• **Given problem**:
Which lines in the material below contain the string "trash"? Return each of them in full.

>> BEGIN Extracted material

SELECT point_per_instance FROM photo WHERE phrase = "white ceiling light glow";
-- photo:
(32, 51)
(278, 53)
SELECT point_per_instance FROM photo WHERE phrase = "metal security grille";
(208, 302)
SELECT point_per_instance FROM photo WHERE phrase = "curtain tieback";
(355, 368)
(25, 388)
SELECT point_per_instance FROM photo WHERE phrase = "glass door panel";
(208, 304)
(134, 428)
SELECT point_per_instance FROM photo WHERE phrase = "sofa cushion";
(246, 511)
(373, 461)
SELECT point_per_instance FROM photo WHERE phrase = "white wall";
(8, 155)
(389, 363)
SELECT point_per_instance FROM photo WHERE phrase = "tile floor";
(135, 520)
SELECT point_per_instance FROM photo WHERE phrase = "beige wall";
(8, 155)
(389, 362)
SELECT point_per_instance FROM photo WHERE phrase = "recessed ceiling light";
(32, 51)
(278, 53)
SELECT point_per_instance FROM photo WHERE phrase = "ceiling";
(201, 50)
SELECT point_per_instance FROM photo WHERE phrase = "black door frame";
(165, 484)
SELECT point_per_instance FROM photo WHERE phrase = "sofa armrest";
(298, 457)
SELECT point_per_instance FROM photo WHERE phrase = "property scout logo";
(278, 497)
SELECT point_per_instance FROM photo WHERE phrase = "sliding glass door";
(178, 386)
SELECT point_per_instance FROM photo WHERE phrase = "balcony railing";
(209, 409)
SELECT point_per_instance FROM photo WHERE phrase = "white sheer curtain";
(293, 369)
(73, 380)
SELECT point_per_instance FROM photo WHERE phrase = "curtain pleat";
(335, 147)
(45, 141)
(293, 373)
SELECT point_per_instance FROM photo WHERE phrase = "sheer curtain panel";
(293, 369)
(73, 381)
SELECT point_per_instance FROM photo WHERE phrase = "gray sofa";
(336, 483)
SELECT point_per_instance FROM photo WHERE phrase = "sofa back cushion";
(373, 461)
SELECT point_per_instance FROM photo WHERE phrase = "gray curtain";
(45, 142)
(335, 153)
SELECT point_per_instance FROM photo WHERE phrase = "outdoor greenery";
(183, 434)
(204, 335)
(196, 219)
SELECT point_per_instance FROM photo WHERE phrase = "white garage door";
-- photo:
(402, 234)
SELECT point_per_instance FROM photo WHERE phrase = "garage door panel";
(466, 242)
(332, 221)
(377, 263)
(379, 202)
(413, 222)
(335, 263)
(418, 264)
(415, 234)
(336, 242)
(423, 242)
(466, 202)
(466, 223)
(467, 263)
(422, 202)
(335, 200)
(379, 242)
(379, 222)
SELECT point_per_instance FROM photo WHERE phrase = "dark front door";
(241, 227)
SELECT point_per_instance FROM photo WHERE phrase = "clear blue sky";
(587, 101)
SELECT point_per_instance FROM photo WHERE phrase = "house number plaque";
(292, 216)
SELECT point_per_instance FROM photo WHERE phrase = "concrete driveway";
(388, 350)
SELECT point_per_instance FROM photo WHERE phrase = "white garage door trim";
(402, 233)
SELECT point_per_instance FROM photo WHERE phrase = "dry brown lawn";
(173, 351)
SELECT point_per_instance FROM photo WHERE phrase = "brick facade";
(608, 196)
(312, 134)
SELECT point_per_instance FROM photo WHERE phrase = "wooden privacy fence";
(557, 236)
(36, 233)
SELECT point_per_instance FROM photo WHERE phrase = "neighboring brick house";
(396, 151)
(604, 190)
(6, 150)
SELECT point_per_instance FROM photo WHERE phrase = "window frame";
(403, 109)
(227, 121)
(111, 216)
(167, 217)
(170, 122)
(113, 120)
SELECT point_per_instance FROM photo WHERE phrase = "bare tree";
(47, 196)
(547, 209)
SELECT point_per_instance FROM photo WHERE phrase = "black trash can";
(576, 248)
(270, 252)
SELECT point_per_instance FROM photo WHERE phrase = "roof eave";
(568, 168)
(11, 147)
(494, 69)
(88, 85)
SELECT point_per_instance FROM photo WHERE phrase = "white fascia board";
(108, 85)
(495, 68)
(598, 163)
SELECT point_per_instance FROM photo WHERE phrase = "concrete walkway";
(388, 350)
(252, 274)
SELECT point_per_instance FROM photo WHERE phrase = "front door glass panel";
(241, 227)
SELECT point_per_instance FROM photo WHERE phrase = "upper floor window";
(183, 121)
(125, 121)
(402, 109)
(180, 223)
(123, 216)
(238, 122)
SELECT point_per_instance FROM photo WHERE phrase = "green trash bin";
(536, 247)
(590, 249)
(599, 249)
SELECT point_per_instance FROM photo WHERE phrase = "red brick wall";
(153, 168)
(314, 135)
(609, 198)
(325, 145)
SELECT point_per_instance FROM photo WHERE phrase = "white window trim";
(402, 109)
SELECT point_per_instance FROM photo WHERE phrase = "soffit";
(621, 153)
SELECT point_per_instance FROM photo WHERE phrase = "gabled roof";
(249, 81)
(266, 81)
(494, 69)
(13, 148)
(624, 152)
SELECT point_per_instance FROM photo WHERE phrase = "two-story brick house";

>> END Extracted material

• **Final result**:
SELECT point_per_instance FROM photo WHERE phrase = "black trash can";
SELECT point_per_instance FROM photo WHERE phrase = "green trash bin";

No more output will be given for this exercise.